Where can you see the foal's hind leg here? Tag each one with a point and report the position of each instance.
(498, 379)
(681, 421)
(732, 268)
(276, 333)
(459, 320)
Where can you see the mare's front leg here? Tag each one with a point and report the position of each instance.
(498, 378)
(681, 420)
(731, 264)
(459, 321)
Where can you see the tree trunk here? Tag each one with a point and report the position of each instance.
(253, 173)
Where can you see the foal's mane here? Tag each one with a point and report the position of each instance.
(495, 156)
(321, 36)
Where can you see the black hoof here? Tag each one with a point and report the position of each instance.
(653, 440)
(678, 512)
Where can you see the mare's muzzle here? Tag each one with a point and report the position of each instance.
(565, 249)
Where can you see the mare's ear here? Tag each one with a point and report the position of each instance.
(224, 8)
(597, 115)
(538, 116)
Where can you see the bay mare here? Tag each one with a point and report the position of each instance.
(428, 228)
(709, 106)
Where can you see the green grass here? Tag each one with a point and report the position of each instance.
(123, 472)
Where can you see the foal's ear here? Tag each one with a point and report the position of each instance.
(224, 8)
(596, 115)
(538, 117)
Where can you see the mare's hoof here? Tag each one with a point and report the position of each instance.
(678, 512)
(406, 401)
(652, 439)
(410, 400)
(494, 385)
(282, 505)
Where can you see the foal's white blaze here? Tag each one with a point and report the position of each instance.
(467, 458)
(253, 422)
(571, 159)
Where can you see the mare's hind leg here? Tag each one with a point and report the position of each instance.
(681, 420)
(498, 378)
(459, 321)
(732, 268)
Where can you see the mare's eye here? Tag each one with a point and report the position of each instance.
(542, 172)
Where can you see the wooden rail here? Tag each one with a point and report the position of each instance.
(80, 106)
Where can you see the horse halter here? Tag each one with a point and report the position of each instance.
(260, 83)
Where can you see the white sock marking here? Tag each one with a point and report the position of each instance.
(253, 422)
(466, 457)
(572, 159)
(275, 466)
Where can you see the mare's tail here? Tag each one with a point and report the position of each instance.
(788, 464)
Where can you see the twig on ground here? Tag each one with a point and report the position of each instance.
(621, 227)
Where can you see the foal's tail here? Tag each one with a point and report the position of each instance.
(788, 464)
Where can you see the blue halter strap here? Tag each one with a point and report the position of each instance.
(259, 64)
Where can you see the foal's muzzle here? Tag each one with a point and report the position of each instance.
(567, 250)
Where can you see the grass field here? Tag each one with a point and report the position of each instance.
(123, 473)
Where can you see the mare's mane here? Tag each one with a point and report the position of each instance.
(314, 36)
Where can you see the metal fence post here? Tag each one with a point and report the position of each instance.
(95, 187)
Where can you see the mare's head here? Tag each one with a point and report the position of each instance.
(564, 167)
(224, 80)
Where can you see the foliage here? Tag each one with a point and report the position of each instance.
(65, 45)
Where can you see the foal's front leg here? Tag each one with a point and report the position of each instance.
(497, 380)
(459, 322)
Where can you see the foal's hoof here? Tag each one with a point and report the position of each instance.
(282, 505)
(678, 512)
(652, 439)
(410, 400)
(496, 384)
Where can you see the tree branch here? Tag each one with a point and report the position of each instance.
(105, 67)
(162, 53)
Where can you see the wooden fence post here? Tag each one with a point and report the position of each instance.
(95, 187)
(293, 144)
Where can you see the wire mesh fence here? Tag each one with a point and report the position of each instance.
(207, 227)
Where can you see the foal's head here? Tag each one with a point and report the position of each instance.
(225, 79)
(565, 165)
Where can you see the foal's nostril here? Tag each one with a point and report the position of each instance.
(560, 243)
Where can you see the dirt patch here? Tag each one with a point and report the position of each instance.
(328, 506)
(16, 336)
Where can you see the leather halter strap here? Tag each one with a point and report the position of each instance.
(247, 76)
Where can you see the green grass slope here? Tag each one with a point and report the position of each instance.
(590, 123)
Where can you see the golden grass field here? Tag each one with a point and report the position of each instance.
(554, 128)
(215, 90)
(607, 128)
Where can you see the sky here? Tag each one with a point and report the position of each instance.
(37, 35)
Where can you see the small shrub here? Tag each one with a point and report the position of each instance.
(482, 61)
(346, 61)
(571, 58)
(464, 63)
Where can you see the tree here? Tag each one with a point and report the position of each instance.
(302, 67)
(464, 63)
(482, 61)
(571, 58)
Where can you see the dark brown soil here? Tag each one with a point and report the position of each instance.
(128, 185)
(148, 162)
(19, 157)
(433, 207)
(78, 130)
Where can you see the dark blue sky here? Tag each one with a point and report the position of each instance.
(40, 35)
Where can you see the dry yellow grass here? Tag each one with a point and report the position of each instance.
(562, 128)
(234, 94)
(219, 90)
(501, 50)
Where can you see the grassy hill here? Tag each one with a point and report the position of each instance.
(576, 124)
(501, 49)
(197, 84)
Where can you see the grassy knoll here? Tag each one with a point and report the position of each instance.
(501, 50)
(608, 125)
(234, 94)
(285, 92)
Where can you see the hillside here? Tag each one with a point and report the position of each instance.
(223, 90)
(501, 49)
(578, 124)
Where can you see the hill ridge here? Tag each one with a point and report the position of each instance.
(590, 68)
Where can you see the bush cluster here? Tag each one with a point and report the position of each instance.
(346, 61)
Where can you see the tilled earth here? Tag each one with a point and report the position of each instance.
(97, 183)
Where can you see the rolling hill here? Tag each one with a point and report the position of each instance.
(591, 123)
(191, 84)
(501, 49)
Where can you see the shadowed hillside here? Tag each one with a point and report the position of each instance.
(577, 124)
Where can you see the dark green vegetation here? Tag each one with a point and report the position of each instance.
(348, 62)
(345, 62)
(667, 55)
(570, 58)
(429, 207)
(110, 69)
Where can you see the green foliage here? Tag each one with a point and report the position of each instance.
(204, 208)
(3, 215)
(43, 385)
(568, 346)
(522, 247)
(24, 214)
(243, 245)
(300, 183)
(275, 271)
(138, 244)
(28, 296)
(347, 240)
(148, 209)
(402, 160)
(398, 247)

◆ Written exercise
Reproduce the lines above without any change, beginning at the line that contains "Where can you see the shadowed" and continuing through the last line.

◆ Result below
Where can you see the shadowed hillside here? Tag each one with a point and report the position of each instance.
(577, 124)
Where can you see the dark green vegetation here? Tag each one with a point and report the position of each instance.
(348, 62)
(345, 62)
(667, 55)
(570, 58)
(429, 207)
(110, 69)
Where can you see the green foliage here? Tag each one with a point and report the position of each instance.
(204, 208)
(3, 215)
(43, 385)
(568, 346)
(522, 247)
(24, 214)
(243, 245)
(300, 183)
(275, 271)
(138, 244)
(28, 296)
(347, 240)
(148, 209)
(402, 160)
(398, 247)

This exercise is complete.